Objective: Rename "pointer" to "marker" throughout the lines below, leaving every other word unchanged, and leave the pictures out.

"""

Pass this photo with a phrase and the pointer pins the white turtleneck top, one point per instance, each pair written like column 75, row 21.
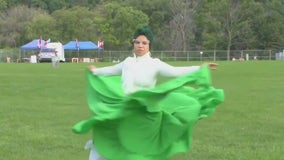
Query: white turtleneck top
column 142, row 72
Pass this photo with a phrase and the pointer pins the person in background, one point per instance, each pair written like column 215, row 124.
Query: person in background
column 140, row 73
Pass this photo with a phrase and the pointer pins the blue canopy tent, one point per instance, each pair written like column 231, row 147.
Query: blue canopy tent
column 80, row 46
column 33, row 45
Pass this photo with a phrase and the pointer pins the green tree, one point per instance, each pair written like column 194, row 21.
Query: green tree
column 3, row 5
column 75, row 23
column 118, row 24
column 227, row 24
column 13, row 23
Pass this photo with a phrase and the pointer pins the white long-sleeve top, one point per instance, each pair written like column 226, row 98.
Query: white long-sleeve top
column 142, row 72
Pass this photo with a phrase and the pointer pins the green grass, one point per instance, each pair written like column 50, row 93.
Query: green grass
column 39, row 105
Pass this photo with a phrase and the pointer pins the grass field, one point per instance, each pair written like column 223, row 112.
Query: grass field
column 39, row 105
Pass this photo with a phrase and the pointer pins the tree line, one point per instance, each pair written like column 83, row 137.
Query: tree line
column 177, row 24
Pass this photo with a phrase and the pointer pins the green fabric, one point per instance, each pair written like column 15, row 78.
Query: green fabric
column 151, row 124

"""

Exercise answer:
Pass this photo with a phrase and the marker pins the white turtleneck top, one point per instance, each pair written like column 75, row 21.
Query: white turtleneck top
column 142, row 72
Pass this photo with a phrase and the marker pins the person in background, one point per instance, each pair written like column 215, row 124.
Query: person in background
column 140, row 73
Pass this photo with a phrase and the marker pins the blue canopy tent, one point per instance, each pair written like column 231, row 147.
Query: blue canopy tent
column 80, row 46
column 33, row 45
Pass this photo with a phrase and the marker pins the green tree, one point per instance, each pair written like column 194, row 21.
Query: green tree
column 3, row 5
column 75, row 23
column 118, row 24
column 227, row 24
column 13, row 23
Pass this photo with a phrase and the marker pins the white long-sleeve top, one point per instance, each pair written like column 226, row 98.
Query: white long-sleeve top
column 142, row 72
Pass this photo with a phrase and the marker pins the green grass, one point per instance, each pair written like column 50, row 93.
Query: green grass
column 39, row 105
Pass this photo with a phrase and the marker pins the grass field, one point per instance, each pair written like column 223, row 112.
Query: grass field
column 39, row 105
Pass this photo with a phrase and the marker pins the tree line, one point per instance, each pair written like column 83, row 137.
Query: tree line
column 177, row 24
Pass this photo with a phrase and the marker pins the green fabric, one point per instance, each pair written like column 15, row 78.
Query: green fabric
column 151, row 124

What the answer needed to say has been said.